TASK MATERIAL:
>> START
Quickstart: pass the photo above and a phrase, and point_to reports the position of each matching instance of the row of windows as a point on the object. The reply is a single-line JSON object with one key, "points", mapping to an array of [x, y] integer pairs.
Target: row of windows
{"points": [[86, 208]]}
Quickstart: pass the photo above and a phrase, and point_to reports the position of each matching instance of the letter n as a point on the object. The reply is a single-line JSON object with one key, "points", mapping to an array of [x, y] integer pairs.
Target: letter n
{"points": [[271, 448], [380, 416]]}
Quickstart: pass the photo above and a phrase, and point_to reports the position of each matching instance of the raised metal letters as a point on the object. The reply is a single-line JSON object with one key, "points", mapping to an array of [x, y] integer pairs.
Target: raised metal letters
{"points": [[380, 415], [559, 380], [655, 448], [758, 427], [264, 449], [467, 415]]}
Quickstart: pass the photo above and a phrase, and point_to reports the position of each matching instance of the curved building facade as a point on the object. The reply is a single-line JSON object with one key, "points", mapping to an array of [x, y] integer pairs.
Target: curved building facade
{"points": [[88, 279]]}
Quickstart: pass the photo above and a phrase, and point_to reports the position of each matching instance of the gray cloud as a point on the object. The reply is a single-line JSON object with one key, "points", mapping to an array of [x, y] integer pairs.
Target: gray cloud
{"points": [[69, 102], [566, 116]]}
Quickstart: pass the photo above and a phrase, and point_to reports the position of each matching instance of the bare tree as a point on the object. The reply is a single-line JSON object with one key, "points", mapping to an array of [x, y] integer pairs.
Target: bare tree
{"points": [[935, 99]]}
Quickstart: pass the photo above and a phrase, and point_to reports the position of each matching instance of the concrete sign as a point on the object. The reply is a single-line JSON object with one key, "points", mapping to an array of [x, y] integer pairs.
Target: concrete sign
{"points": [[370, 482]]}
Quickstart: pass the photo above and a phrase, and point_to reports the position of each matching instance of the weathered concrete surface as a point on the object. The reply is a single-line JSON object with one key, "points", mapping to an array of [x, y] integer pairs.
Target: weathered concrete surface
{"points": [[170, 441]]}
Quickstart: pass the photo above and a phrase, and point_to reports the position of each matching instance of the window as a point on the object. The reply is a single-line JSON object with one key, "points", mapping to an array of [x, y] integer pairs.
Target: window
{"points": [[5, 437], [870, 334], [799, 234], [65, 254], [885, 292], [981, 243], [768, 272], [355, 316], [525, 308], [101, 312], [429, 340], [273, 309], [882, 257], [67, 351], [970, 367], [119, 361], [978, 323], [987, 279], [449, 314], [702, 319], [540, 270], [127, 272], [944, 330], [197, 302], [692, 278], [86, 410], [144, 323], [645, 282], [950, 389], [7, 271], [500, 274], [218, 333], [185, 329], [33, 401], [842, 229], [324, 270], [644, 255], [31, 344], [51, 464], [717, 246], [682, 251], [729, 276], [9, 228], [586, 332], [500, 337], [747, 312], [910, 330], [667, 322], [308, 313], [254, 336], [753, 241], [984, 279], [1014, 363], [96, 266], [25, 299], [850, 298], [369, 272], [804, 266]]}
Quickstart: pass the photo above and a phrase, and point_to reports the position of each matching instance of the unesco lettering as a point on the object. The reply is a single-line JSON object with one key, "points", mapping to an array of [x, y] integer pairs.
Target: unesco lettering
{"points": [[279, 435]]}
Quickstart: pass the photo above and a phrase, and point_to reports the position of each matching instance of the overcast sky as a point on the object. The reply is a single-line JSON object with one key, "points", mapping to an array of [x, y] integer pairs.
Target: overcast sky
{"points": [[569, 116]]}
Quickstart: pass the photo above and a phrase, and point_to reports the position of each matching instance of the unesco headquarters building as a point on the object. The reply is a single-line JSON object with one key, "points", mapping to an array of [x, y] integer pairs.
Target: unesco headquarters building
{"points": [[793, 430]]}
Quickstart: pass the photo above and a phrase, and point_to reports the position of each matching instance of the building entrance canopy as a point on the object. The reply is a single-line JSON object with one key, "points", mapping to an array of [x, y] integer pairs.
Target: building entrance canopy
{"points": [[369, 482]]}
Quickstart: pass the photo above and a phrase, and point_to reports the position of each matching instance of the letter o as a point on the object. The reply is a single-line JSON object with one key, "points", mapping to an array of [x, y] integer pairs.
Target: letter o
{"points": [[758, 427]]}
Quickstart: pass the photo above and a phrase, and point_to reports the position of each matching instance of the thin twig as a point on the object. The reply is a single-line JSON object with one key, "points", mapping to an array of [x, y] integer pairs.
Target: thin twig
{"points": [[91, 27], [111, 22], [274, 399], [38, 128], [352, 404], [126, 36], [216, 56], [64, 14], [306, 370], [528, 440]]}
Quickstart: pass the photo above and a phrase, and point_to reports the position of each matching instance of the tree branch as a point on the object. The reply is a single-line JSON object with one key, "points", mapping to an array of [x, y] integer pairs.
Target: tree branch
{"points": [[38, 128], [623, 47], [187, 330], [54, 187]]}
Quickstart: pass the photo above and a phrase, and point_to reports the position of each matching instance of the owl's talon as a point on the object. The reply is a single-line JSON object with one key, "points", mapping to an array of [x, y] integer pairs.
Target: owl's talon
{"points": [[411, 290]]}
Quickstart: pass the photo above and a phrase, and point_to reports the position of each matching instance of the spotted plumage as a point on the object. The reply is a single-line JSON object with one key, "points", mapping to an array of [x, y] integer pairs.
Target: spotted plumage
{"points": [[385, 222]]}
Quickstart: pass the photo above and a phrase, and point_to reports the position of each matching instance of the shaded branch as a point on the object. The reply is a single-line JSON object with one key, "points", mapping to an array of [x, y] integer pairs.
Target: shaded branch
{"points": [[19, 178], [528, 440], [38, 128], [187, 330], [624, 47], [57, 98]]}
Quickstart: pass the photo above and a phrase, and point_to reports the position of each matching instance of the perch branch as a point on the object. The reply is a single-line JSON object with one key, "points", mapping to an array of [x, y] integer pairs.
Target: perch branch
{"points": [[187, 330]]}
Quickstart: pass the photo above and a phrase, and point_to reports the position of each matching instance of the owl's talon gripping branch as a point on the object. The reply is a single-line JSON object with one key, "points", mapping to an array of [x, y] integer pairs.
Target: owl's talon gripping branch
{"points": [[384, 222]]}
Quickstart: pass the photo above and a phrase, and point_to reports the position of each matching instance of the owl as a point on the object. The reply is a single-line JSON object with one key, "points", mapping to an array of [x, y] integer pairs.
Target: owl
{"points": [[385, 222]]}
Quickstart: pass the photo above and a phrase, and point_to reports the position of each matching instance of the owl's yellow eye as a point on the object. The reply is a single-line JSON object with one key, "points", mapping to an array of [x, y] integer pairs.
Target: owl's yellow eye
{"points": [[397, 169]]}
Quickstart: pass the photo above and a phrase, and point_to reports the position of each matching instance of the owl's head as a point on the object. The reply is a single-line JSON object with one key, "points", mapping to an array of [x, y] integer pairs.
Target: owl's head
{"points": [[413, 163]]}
>> END
SHORT TASK: Give every line of the records above as a numbered list, without the blank lines.

RESULT FOR THIS TASK:
1. Quickstart: pass the photo above and a phrase, and point_to reports the position of each matching instance of the row of windows as a point on the object. The reply is a single-line JSON object with one key, "points", mapping to an array of [x, y] integer pairs.
2. Target: row of windows
3. {"points": [[86, 208]]}
4. Quickstart: pass the photo above and a phrase, and point_to reports the position of each matching instance of the letter n as a point on the object. The reply is a single-line JSON object with one key, "points", mapping to an array of [x, y] integer pairs.
5. Target: letter n
6. {"points": [[271, 448], [380, 416]]}
7. Quickstart: pass the photo above and a phrase, and point_to reports the position of each matching instance of the raised metal letters as a point on the object. The reply is a single-line JSON object with one key, "points", mapping to an array of [x, y] integer pairs.
8. Target: raised metal letters
9. {"points": [[380, 415], [559, 380], [655, 448], [758, 427], [264, 449], [467, 415]]}
10. Quickstart: pass the photo above and a phrase, and point_to reports the position of each matching instance of the curved building facade as a point on the object. The reply is a single-line JSON object with one key, "points", mapping to an array of [x, y] integer pairs.
11. Target: curved building facade
12. {"points": [[88, 279]]}
13. Quickstart: pass the photo above and a phrase, and point_to reports the position of each matching instance of the gray cloud as a point on the object. The reply is a single-line JSON object with one key, "points", mapping to an array of [x, y] integer pairs.
14. Target: gray cloud
15. {"points": [[69, 102], [566, 116]]}
16. Quickstart: pass the photo above and a phrase, and point_to reports the position of each matching instance of the bare tree as a point on the object. The reply is a single-line JSON object with one key, "points", mapping to an array of [x, y] integer pairs.
17. Target: bare tree
18. {"points": [[935, 99]]}
19. Quickstart: pass the photo above and a phrase, and point_to reports the position of each matching instance of the concrete sign as a point on the object. The reply is a single-line JSON object with one key, "points", mapping to an array of [x, y] integer pairs.
20. Target: concrete sign
21. {"points": [[370, 482]]}
22. Quickstart: pass the photo above and a phrase, and point_to reports the position of each matching instance of the weathered concrete surface as a point on the object. The reply is a single-line JSON object with one key, "points", mapping to an array of [x, y] integer pairs.
23. Target: weathered concrete surface
24. {"points": [[170, 441]]}
25. Quickstart: pass the photo above and a phrase, and point_to reports the position of each matching instance of the window as a point on the object. The reply is a single-line JSON object with one key, "points", mapping to an array of [x, y] integer pairs.
26. Target: window
27. {"points": [[5, 437], [870, 334], [799, 234], [65, 254], [885, 292], [981, 243], [768, 272], [355, 316], [525, 308], [101, 312], [429, 340], [273, 309], [882, 257], [67, 351], [970, 367], [119, 361], [978, 323], [987, 279], [449, 314], [702, 319], [540, 270], [127, 272], [944, 330], [197, 302], [692, 278], [86, 410], [144, 323], [645, 282], [950, 389], [7, 271], [500, 274], [218, 333], [185, 329], [33, 401], [842, 229], [324, 270], [644, 255], [31, 344], [51, 464], [717, 246], [682, 251], [729, 276], [9, 228], [586, 332], [500, 337], [747, 312], [910, 330], [667, 322], [308, 313], [254, 336], [753, 241], [984, 279], [1014, 363], [96, 266], [25, 299], [850, 298], [369, 272], [804, 266]]}
28. Quickstart: pass the photo above and a phrase, and point_to reports the position of each matching instance of the unesco lettering as a point on the object. The reply is a single-line JSON object with one key, "points", mapping to an array of [x, y] integer pairs.
29. Target: unesco lettering
30. {"points": [[279, 435]]}
31. Quickstart: pass the photo above and a phrase, and point_to reports the position of each matching instance of the overcast sky as a point on the object. The reply is a single-line JSON object with one key, "points", mapping to an array of [x, y] integer pairs.
32. Target: overcast sky
33. {"points": [[569, 116]]}
34. Quickstart: pass the photo above and a phrase, and point_to reports the position of each matching instance of the unesco headquarters building as a point on the object. The reply is a single-line JSON object with one key, "points", mapping to an array of [x, y] integer pairs.
35. Target: unesco headquarters building
36. {"points": [[793, 430]]}
37. Quickstart: pass the photo above and a phrase, and point_to reports the position of each matching instance of the building entrance canopy as a point on the object. The reply is a single-line JSON object with one key, "points", mapping to an array of [x, y] integer pairs.
38. Target: building entrance canopy
39. {"points": [[369, 482]]}
40. Quickstart: pass the photo above and a phrase, and point_to reports the position of each matching instance of the letter o as a point on the object. The reply is a single-line JSON object with one key, "points", mapping to an array of [x, y] integer pairs.
41. Target: letter o
42. {"points": [[758, 427]]}
43. Quickstart: pass the photo above and a phrase, and point_to reports the position of each matching instance of the thin twig as a point on the object. The reply is a single-line JSON object with one key, "points", mapping to an array of [x, y] integer pairs.
44. Target: thin twig
45. {"points": [[91, 27], [111, 22], [274, 399], [38, 128], [352, 404], [126, 36], [216, 56], [64, 14], [306, 370], [528, 440]]}
46. Quickstart: pass the photo above and a phrase, and point_to reports the position of each matching instance of the tree branch as a point on the object. The reply is a single-line JSON object with one key, "points", mapping to an array of [x, y] integer pairs.
47. Target: tree branch
48. {"points": [[38, 128], [623, 47], [187, 330], [54, 187]]}
49. Quickstart: pass the photo above and a phrase, and point_to reports the position of each matching instance of the owl's talon as a point on the object. The reply is a single-line JSON object with one key, "points", mapping to an array of [x, y] integer pairs.
50. Target: owl's talon
51. {"points": [[411, 290]]}
52. Quickstart: pass the photo above and a phrase, and point_to reports the position of each matching instance of the spotted plumage as a point on the object. The reply is a single-line JSON object with one key, "points", mapping to an array of [x, y] integer pairs.
53. Target: spotted plumage
54. {"points": [[385, 222]]}
55. Quickstart: pass the photo above and a phrase, and point_to reports the position of each matching instance of the shaded branch as a point on the object. The reply is a single-line JSON object with one key, "points", mapping to an array of [x, y] integer pairs.
56. Target: shaded branch
57. {"points": [[19, 178], [528, 440], [38, 128], [187, 330], [624, 47], [57, 98]]}
58. Quickstart: pass the photo above and a phrase, and point_to reports the position of each matching instance of the perch branch as a point on the object. The reply is a single-line JSON object with one key, "points", mapping to an array of [x, y] integer pairs.
59. Target: perch branch
60. {"points": [[187, 330]]}
61. Quickstart: pass the photo above and a phrase, and point_to reports the position of each matching instance of the owl's talon gripping branch as a point on the object. The reply is a single-line JSON object with one key, "points", mapping to an array of [x, y] integer pairs.
62. Target: owl's talon gripping branch
63. {"points": [[384, 222]]}
64. Quickstart: pass the photo above and a phrase, and point_to reports the position of each matching instance of the owl as a point on the object. The reply is a single-line JSON object with one key, "points", mapping to an array of [x, y] integer pairs.
65. Target: owl
66. {"points": [[385, 222]]}
67. Quickstart: pass the photo above and a phrase, and point_to reports the position of each matching instance of the owl's yellow eye as a point on the object. The reply is a single-line JSON object with one key, "points", mapping to an array of [x, y] integer pairs.
68. Target: owl's yellow eye
69. {"points": [[397, 169]]}
70. Quickstart: pass the photo above and a phrase, and point_to reports the position of each matching instance of the owl's head as a point on the object. The reply is a single-line JSON object with one key, "points", mapping to an array of [x, y] integer pairs.
71. Target: owl's head
72. {"points": [[413, 163]]}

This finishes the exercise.